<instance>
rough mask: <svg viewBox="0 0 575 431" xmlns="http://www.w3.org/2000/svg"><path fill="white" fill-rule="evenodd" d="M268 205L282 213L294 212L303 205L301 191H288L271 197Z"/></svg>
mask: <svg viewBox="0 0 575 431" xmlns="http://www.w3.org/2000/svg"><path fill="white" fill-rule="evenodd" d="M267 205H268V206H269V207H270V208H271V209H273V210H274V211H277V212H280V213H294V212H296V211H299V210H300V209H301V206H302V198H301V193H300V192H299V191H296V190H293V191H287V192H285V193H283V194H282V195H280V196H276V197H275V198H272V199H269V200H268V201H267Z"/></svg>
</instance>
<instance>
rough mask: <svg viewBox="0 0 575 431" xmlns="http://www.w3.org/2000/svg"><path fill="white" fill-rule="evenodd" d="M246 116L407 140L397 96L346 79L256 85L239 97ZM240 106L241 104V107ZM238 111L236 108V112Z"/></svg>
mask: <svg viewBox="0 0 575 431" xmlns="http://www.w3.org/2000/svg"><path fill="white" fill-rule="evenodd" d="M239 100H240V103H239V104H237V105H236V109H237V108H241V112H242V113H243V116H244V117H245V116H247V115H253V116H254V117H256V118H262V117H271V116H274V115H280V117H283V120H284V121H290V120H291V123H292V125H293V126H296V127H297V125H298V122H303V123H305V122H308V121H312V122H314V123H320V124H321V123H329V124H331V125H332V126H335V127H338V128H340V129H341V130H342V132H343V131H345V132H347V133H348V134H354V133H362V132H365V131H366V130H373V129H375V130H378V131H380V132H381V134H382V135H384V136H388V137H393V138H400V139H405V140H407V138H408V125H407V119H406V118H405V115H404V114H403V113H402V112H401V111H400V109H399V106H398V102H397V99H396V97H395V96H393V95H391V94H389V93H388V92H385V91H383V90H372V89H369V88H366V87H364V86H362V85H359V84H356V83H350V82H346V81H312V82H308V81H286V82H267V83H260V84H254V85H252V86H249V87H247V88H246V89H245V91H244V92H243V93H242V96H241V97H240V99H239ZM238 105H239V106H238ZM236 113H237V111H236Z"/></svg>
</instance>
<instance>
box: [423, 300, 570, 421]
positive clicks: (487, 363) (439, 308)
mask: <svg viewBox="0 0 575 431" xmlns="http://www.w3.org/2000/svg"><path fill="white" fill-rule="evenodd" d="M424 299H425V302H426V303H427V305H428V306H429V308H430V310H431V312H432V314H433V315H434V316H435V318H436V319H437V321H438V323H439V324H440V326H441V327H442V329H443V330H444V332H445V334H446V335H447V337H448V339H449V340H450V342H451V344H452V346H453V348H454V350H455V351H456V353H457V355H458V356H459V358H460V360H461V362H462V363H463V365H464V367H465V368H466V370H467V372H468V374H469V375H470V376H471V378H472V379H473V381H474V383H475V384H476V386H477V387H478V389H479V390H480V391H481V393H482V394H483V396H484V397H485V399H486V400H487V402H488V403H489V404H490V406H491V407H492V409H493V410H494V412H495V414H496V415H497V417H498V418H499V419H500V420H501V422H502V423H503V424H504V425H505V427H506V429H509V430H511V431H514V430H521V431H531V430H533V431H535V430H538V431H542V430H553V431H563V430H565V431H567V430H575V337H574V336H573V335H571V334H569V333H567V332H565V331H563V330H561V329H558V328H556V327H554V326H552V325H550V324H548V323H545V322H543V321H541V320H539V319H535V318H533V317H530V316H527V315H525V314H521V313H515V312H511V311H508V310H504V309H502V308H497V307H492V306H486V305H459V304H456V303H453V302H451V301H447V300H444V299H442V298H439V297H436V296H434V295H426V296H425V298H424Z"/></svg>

..............................

**Task to complete:**
Reproduce all of the records above, substituting "coarse mask" for every occurrence of "rough mask" and leaving everything else unchanged.

**Answer for the task:**
<instance>
coarse mask: <svg viewBox="0 0 575 431" xmlns="http://www.w3.org/2000/svg"><path fill="white" fill-rule="evenodd" d="M268 205L282 213L294 212L303 205L301 191H288L271 197Z"/></svg>
mask: <svg viewBox="0 0 575 431" xmlns="http://www.w3.org/2000/svg"><path fill="white" fill-rule="evenodd" d="M267 205H268V206H269V207H270V208H271V209H273V210H274V211H277V212H280V213H294V212H296V211H299V210H300V209H301V206H302V198H301V193H300V192H299V191H296V190H293V191H287V192H285V193H283V194H282V195H280V196H276V197H275V198H272V199H269V200H268V201H267Z"/></svg>
</instance>
<instance>
coarse mask: <svg viewBox="0 0 575 431" xmlns="http://www.w3.org/2000/svg"><path fill="white" fill-rule="evenodd" d="M246 116L407 140L397 96L346 79L256 85L239 97ZM240 106L241 104V107ZM238 111L236 108V112Z"/></svg>
mask: <svg viewBox="0 0 575 431" xmlns="http://www.w3.org/2000/svg"><path fill="white" fill-rule="evenodd" d="M239 100H240V103H239V104H237V105H236V109H237V108H241V112H242V113H243V116H244V117H245V116H247V115H253V116H254V117H256V118H262V117H271V116H274V115H280V117H283V120H284V121H290V120H291V123H292V125H293V126H296V127H297V125H298V122H303V123H305V122H308V121H312V122H314V123H320V124H321V123H329V124H331V125H332V126H335V127H338V128H340V129H341V130H342V132H343V131H345V132H347V133H348V134H354V133H362V132H365V131H366V130H373V129H375V130H378V131H380V132H381V134H382V135H384V136H388V137H393V138H400V139H405V140H407V138H408V125H407V119H406V118H405V115H404V114H403V113H402V112H401V111H400V109H399V106H398V102H397V99H396V97H395V96H393V95H391V94H389V93H388V92H385V91H383V90H372V89H369V88H366V87H364V86H362V85H359V84H356V83H350V82H346V81H312V82H308V81H286V82H267V83H260V84H254V85H252V86H249V87H247V88H246V89H245V91H244V92H243V93H242V96H241V97H240V99H239ZM238 105H239V106H238ZM236 113H237V111H236Z"/></svg>
</instance>
<instance>
box: [423, 300, 570, 421]
positive clicks: (487, 363) (439, 308)
mask: <svg viewBox="0 0 575 431" xmlns="http://www.w3.org/2000/svg"><path fill="white" fill-rule="evenodd" d="M424 299H425V302H426V303H427V305H428V306H429V308H430V310H431V312H432V314H433V315H434V316H435V318H436V319H437V321H438V323H439V324H440V326H441V327H442V329H443V330H444V332H445V334H446V335H447V337H448V339H449V340H450V342H451V344H452V346H453V348H454V350H455V351H456V353H457V355H458V356H459V358H460V360H461V362H462V363H463V365H464V367H465V368H466V370H467V372H468V374H469V375H470V376H471V378H472V379H473V381H474V383H475V384H476V386H477V387H478V389H479V390H480V391H481V393H482V394H483V396H484V397H485V399H486V400H487V402H488V403H489V404H490V406H491V407H492V409H493V410H494V412H495V414H496V415H497V417H498V418H499V419H500V420H501V422H502V423H503V424H504V425H505V427H506V429H509V430H511V431H514V430H521V431H531V430H533V431H535V430H538V431H542V430H553V431H563V430H565V431H567V430H575V337H574V336H573V335H571V334H569V333H567V332H565V331H563V330H561V329H558V328H556V327H554V326H552V325H550V324H548V323H545V322H543V321H541V320H539V319H535V318H533V317H530V316H527V315H525V314H521V313H515V312H511V311H508V310H504V309H502V308H497V307H492V306H486V305H459V304H456V303H453V302H451V301H447V300H444V299H442V298H439V297H436V296H434V295H426V296H425V298H424Z"/></svg>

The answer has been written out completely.